Instruction:
Print every row below word for word, in the order given.

Supplied records:
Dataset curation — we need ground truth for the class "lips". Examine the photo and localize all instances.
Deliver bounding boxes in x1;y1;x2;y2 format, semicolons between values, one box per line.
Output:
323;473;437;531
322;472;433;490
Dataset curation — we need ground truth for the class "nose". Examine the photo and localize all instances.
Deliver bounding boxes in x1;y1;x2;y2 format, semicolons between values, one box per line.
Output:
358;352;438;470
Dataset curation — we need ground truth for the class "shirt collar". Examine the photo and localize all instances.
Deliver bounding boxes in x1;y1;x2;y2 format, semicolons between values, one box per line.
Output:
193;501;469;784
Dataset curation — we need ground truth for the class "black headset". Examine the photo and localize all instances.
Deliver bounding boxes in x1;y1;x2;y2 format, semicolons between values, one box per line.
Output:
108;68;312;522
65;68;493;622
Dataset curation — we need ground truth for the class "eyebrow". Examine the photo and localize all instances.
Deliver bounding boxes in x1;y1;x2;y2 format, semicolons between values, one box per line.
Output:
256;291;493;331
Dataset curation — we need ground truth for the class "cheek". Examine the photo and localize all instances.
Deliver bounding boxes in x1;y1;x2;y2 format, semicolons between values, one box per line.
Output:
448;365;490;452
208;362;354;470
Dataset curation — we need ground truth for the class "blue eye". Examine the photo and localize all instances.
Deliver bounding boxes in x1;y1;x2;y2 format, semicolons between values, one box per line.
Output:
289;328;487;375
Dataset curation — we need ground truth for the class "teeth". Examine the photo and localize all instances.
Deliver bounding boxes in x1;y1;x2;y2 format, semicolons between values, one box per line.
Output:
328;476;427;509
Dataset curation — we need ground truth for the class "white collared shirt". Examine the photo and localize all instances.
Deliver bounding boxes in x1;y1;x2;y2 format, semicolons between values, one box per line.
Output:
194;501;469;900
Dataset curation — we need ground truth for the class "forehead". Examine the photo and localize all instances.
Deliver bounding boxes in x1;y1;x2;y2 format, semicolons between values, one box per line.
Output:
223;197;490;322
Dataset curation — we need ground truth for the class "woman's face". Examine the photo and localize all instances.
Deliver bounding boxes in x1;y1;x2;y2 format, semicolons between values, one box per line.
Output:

Written answer:
Dataset curation — we need ground truth for the class "lips". Examine the photo and localize all instances.
Deliver bounding boxes in x1;y1;x2;y2 format, semicolons between values, one box per line.
Output:
323;473;437;531
322;472;433;490
Dataset curation — we need ground truth for the class "nose". Examine the photo and localize all instances.
Deliver bounding boxes in x1;y1;x2;y2 format, semicolons between values, one box per line.
Output:
358;352;438;470
Dataset curation — we need ground truth for the class "shirt collar". Examine the photo and localize all instances.
Deliver bounding boxes in x1;y1;x2;y2 format, semicolons between values, one box per line.
Output:
193;501;469;784
Dataset curation — we need ground truth for the class "black headset". Examine the photo and localize all instances.
Deliver bounding boxes in x1;y1;x2;y2 format, semicolons between values, one box per line.
Output:
108;68;312;522
65;68;493;622
Dataset curation — we need ground truth for the class "eyebrow". Examine the photo and localize all instances.
Deliver bounding boxes in x1;y1;x2;y2 format, semicolons between values, one box per line.
Output:
256;291;493;331
Dataset curation — we need ground truth for the class "cheek". Examine the photo and localize all instances.
Deliver bounding boxes in x1;y1;x2;y2 format, semicolons between values, one box per line.
Output:
448;365;490;452
208;362;354;470
Dataset curation — we need ground truth for the class "blue eye". Examine the photo and localize all instances.
Deliver bounding boxes in x1;y1;x2;y2 format, semicolons between values, one box per line.
Output:
289;328;487;375
Dataset curation — we need ground truth for the class "teeth". Examine the photo and localize all instances.
Deliver bounding boxes in x1;y1;x2;y2 format, semicolons between values, one box per line.
Output:
328;476;427;509
Dataset curation — we need ground truth for the class "white collared shirt". Examine the photo and localize all instances.
Deliver bounding boxes in x1;y1;x2;y2 format, semicolons between values, one box per line.
Output:
194;501;469;900
Dataset curation — we need ground truth for the class "forehead". Examine the photo and localize all instances.
Deliver bounding boxes in x1;y1;x2;y2 format, semicolons between values, one box per line.
Output:
223;197;490;322
Dataset curation — we need ground truth for the class "woman's face". Examine the photo and localize all instances.
Deliver bounding boxes in x1;y1;x2;y2 format, semicolons between values, one box per line.
Output:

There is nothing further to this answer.